**EXERCISE BRIEF**
Please copy the records below, starting at the line that contains "of the floor" and ending at the final line of the records, keeping every line and offsetting each coordinate pair by adding 73 to both numbers.

**DATA FOR THIS EXERCISE**
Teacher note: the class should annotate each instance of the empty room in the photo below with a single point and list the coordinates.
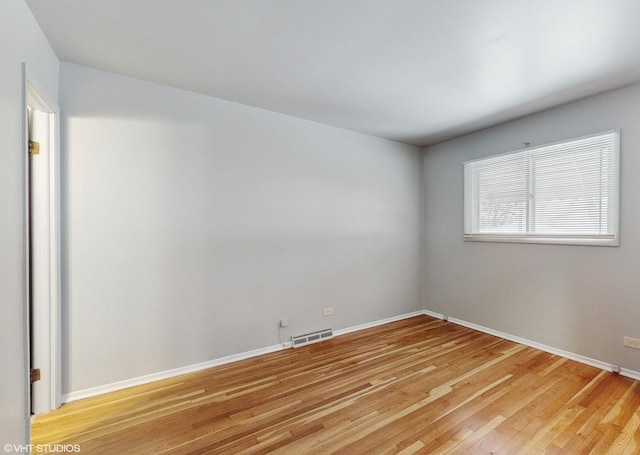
(295, 226)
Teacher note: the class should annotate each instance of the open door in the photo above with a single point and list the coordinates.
(43, 255)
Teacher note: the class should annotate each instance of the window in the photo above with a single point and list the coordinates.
(565, 192)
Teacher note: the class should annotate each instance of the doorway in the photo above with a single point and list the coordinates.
(43, 250)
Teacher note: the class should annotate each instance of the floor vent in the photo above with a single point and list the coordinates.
(311, 337)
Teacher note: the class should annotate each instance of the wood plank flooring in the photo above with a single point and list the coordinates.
(420, 385)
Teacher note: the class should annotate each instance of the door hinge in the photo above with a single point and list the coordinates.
(34, 148)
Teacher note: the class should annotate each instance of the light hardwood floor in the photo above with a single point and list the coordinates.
(420, 385)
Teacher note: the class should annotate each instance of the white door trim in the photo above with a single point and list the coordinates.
(34, 96)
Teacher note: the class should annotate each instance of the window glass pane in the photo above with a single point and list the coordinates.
(502, 197)
(565, 192)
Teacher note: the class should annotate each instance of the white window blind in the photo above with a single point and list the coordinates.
(565, 192)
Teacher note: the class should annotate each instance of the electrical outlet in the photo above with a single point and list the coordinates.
(632, 342)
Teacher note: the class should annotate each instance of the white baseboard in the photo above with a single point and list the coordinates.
(112, 387)
(93, 391)
(534, 344)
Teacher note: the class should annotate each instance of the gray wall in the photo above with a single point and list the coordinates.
(193, 224)
(576, 298)
(20, 41)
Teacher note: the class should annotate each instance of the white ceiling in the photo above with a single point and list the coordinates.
(416, 71)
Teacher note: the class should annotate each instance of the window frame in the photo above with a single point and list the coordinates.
(613, 214)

**OUTPUT BELOW**
Teacher note: the class should annotate each instance of the floor vent in the photo above with a single point and list the coordinates.
(384, 410)
Teacher note: the class should annotate each instance of the wood plank flooring in the photo above with a single point and list the coordinates.
(493, 458)
Teacher note: the class should annotate each instance of the door hinge in the photo above with a single point and list the coordinates.
(107, 221)
Teacher note: the class should annotate each instance of the light hardwood floor in the photo above with a single point and list the coordinates.
(493, 458)
Teacher note: the class should annotate each instance of the white door trim in the photo above with a single point and list the coordinates.
(107, 169)
Teacher note: the class should annotate each instance of the window glass pane in the photo above with a single point and list the coordinates.
(575, 270)
(638, 265)
Teacher note: the class should annotate each instance of the white window blind in the photo above with a single point and list the coordinates.
(638, 265)
Teacher note: the class should annotate each instance of the electrical outlet in the photo above with a single point and list the coordinates.
(705, 415)
Teacher note: the class should annotate each instance of the white baseboard in the photo above with a single point and list the coordinates.
(185, 460)
(166, 464)
(607, 417)
Teacher note: the class should annotate each instance of the gray wall in the photo above with a single point and list the coordinates.
(266, 297)
(649, 371)
(93, 114)
Teacher note: the class should annotate each instance of the white ceiling in the photo above with a single point and list the coordinates.
(489, 144)
Teacher note: the class should annotate each instance of the window frame in the photo above with a single point and list the coordinates.
(686, 287)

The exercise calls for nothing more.